▸ What needs to be done:
Render the lines below as a numbered list, omitting blank lines and excluding the pictures.
>>>
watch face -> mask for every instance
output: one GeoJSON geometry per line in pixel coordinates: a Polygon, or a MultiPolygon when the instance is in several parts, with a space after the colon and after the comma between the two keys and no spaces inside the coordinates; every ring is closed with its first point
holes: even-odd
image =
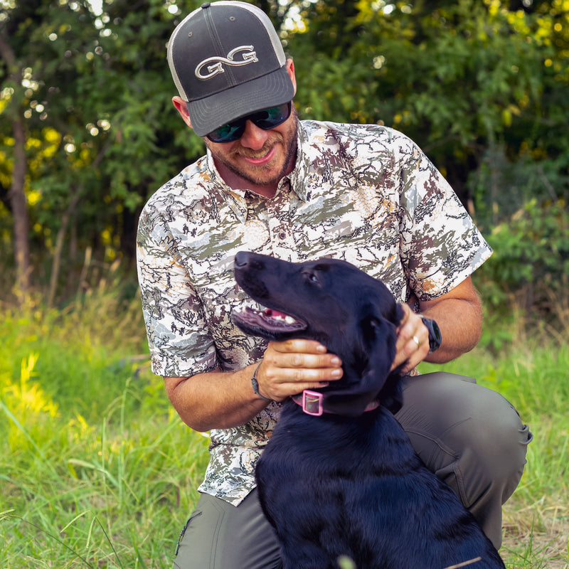
{"type": "Polygon", "coordinates": [[[430,351],[433,352],[435,350],[440,347],[441,341],[442,341],[442,334],[440,333],[439,325],[430,318],[421,317],[422,321],[427,326],[429,331],[429,347],[430,351]]]}

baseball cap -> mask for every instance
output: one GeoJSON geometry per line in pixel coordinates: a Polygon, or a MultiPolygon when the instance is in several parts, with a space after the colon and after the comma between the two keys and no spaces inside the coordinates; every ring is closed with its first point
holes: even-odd
{"type": "Polygon", "coordinates": [[[168,64],[192,128],[223,124],[290,101],[286,56],[267,14],[246,2],[206,2],[176,26],[168,64]]]}

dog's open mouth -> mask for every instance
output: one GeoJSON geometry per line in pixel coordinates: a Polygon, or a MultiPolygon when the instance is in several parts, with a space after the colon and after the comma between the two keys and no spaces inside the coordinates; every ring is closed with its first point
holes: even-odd
{"type": "Polygon", "coordinates": [[[307,327],[306,323],[299,319],[270,308],[257,310],[245,307],[245,310],[235,313],[234,316],[249,327],[262,328],[270,332],[293,332],[307,327]]]}

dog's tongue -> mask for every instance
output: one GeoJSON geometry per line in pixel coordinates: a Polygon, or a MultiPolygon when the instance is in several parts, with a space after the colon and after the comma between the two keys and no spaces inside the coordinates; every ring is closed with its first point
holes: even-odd
{"type": "Polygon", "coordinates": [[[270,318],[282,318],[283,320],[287,317],[288,318],[292,318],[292,317],[285,314],[284,312],[279,312],[278,310],[272,310],[270,308],[265,308],[263,314],[270,318]]]}
{"type": "Polygon", "coordinates": [[[256,310],[248,307],[245,312],[239,314],[240,318],[250,324],[254,324],[270,331],[292,331],[302,330],[306,325],[293,318],[289,314],[265,308],[263,310],[256,310]]]}

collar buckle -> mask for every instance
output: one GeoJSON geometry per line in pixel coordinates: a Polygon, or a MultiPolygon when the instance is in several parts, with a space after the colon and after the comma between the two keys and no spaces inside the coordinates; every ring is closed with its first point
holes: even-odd
{"type": "Polygon", "coordinates": [[[324,395],[319,391],[311,391],[309,389],[305,389],[302,392],[302,410],[307,415],[319,417],[324,412],[323,400],[324,395]]]}

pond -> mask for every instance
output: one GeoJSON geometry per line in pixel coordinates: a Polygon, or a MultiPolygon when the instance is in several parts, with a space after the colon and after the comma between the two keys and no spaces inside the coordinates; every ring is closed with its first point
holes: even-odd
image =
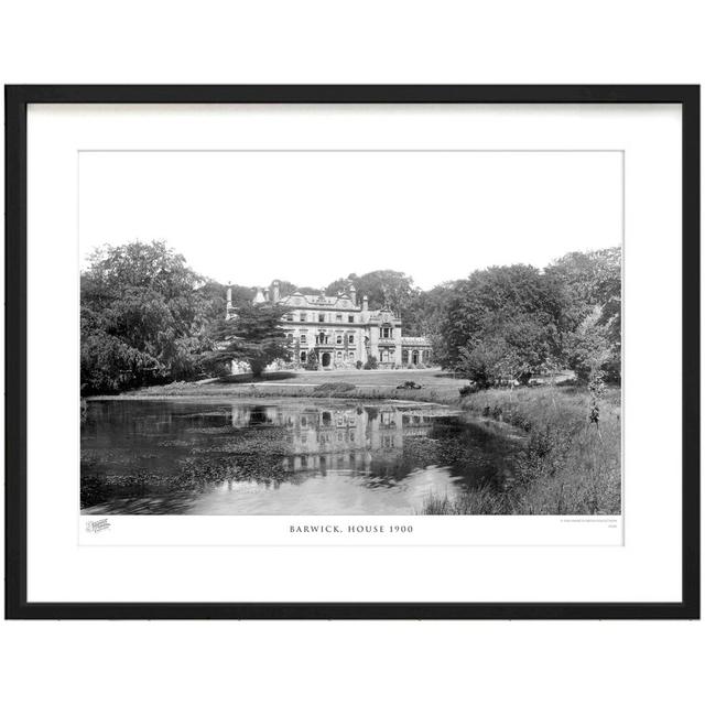
{"type": "Polygon", "coordinates": [[[83,513],[414,514],[511,476],[521,438],[400,401],[89,401],[83,513]]]}

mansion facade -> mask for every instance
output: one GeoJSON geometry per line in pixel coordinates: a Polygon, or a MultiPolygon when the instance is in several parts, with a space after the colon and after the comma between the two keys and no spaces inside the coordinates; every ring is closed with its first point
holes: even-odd
{"type": "MultiPolygon", "coordinates": [[[[388,307],[370,310],[368,297],[358,301],[355,285],[327,296],[293,294],[280,296],[280,282],[258,289],[253,303],[278,303],[285,308],[282,327],[292,348],[292,359],[304,366],[311,351],[323,369],[365,365],[375,357],[380,367],[430,365],[431,344],[423,337],[402,336],[402,321],[388,307]]],[[[231,290],[226,317],[235,315],[231,290]]]]}

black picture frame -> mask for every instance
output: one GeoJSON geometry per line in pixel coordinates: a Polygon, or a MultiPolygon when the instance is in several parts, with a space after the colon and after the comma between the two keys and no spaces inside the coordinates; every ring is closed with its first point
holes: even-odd
{"type": "Polygon", "coordinates": [[[699,86],[6,86],[6,618],[699,618],[699,86]],[[26,109],[30,104],[679,104],[683,213],[683,525],[679,603],[29,603],[26,595],[26,109]]]}

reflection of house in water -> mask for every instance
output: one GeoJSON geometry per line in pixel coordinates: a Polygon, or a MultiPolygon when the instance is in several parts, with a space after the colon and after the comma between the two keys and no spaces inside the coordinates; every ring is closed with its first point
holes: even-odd
{"type": "Polygon", "coordinates": [[[364,470],[372,462],[393,465],[401,458],[403,440],[427,436],[432,411],[399,406],[280,408],[232,406],[232,425],[271,425],[290,434],[291,454],[284,467],[291,470],[364,470]]]}

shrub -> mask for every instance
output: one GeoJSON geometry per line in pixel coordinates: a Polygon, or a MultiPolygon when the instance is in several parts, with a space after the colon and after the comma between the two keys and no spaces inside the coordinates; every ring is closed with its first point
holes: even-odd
<<<
▸ Exercise answer:
1. watch face -> mask for every instance
2. output: one GeoJSON geometry per line in pixel coordinates: a Polygon, or a MultiPolygon when the instance is in several parts, with a space after the colon and after the comma between the two keys and no spaces inside the coordinates; every ring is closed with its first point
3. holes: even-odd
4. image =
5. {"type": "Polygon", "coordinates": [[[430,351],[433,352],[435,350],[440,347],[441,341],[442,341],[442,334],[440,333],[439,325],[430,318],[421,317],[422,321],[427,326],[429,331],[429,347],[430,351]]]}
6. baseball cap -> mask for every instance
7. output: one GeoJSON geometry per line in pixel coordinates: a Polygon, or a MultiPolygon when the instance is in several parts, with a space after the colon and after the comma between the two keys and no spaces inside the coordinates; every ring is closed with its first point
8. holes: even-odd
9. {"type": "Polygon", "coordinates": [[[168,64],[192,128],[223,124],[290,101],[286,56],[267,14],[246,2],[206,2],[176,26],[168,64]]]}
10. dog's open mouth -> mask for every instance
11. output: one GeoJSON geometry per line in pixel coordinates: a Polygon, or a MultiPolygon when the instance is in several parts, with a space after the colon and after the comma between the two keys and no spaces inside the coordinates; every ring is closed with its first point
12. holes: even-odd
13. {"type": "Polygon", "coordinates": [[[307,327],[306,323],[299,319],[270,308],[257,310],[245,307],[245,310],[235,313],[234,316],[249,327],[262,328],[270,332],[293,332],[307,327]]]}
14. dog's tongue -> mask for every instance
15. output: one GeoJSON geometry per line in pixel coordinates: a Polygon, or a MultiPolygon when the instance is in several parts, with a space after the colon and after the comma between the two keys and no spaces inside the coordinates; every ring is closed with its first point
16. holes: even-odd
17. {"type": "Polygon", "coordinates": [[[270,318],[282,318],[283,320],[287,317],[288,318],[292,318],[292,317],[285,314],[284,312],[279,312],[278,310],[272,310],[270,308],[265,308],[263,314],[270,318]]]}
18. {"type": "Polygon", "coordinates": [[[256,310],[248,307],[245,312],[239,314],[240,318],[250,324],[254,324],[270,331],[292,331],[302,330],[306,325],[293,318],[289,314],[265,308],[263,310],[256,310]]]}
19. collar buckle -> mask for every instance
20. output: one GeoJSON geometry per line in pixel coordinates: a Polygon, or a MultiPolygon when the instance is in several parts, with a space after the colon and after the comma between the two keys and no spaces inside the coordinates; every ring is closed with its first point
21. holes: even-odd
22. {"type": "Polygon", "coordinates": [[[324,395],[319,391],[311,391],[309,389],[305,389],[302,392],[302,410],[307,415],[319,417],[324,412],[323,400],[324,395]]]}
23. pond -> mask for every instance
24. output: one GeoJSON geometry per line in pixel coordinates: a Polygon, or a MultiPolygon when the instance is in several parts, with a space after the colon and after the comma between the two keys and no spaces inside the coordinates; every ring is closed with its first point
25. holes: even-odd
26. image =
27. {"type": "Polygon", "coordinates": [[[83,513],[414,514],[511,476],[521,438],[400,401],[89,401],[83,513]]]}
28. mansion facade -> mask for every instance
29. output: one GeoJSON geometry per line in pixel coordinates: a Polygon, or a MultiPolygon when the instance is in several parts, with a space after the colon and after the comma between the two keys and no spaces inside the coordinates; every ring is closed with its first point
30. holes: even-odd
31. {"type": "MultiPolygon", "coordinates": [[[[388,307],[370,310],[368,297],[358,301],[355,285],[327,296],[293,294],[280,296],[280,282],[258,289],[253,303],[278,303],[285,308],[282,327],[292,348],[292,359],[304,366],[311,351],[323,369],[365,365],[375,357],[380,367],[430,365],[431,344],[423,337],[402,336],[402,321],[388,307]]],[[[231,290],[226,317],[235,315],[231,290]]]]}
32. black picture frame -> mask for every instance
33. output: one GeoJSON geometry per line in pixel coordinates: a Polygon, or a MultiPolygon when the instance is in several parts, with a space after the colon and after the comma between the two keys and no spaces inside the coordinates; every ring is closed with its first point
34. holes: even-odd
35. {"type": "Polygon", "coordinates": [[[699,86],[6,86],[6,618],[699,618],[699,86]],[[26,109],[30,104],[679,104],[683,213],[683,525],[679,603],[29,603],[26,595],[26,109]]]}
36. reflection of house in water -> mask for every instance
37. output: one GeoJSON geometry per line in pixel coordinates: a Polygon, or a MultiPolygon when the instance is in several parts, with a space after the colon and after the comma between the two keys and no spaces inside the coordinates; every ring is closed with its first point
38. holes: even-odd
39. {"type": "Polygon", "coordinates": [[[364,470],[372,462],[393,465],[401,458],[403,440],[427,436],[432,411],[399,406],[280,408],[232,406],[232,425],[271,425],[290,434],[291,454],[284,467],[291,470],[364,470]]]}
40. shrub -> mask for every instance
41. output: one GeoJSON geometry per line in pixel coordinates: a Polygon, or a MultiPolygon when the instance is in several parts, with a space after the colon and after the comma between the two keys and no spaces inside the coordinates; every ring is closed with its first point
42. holes: even-odd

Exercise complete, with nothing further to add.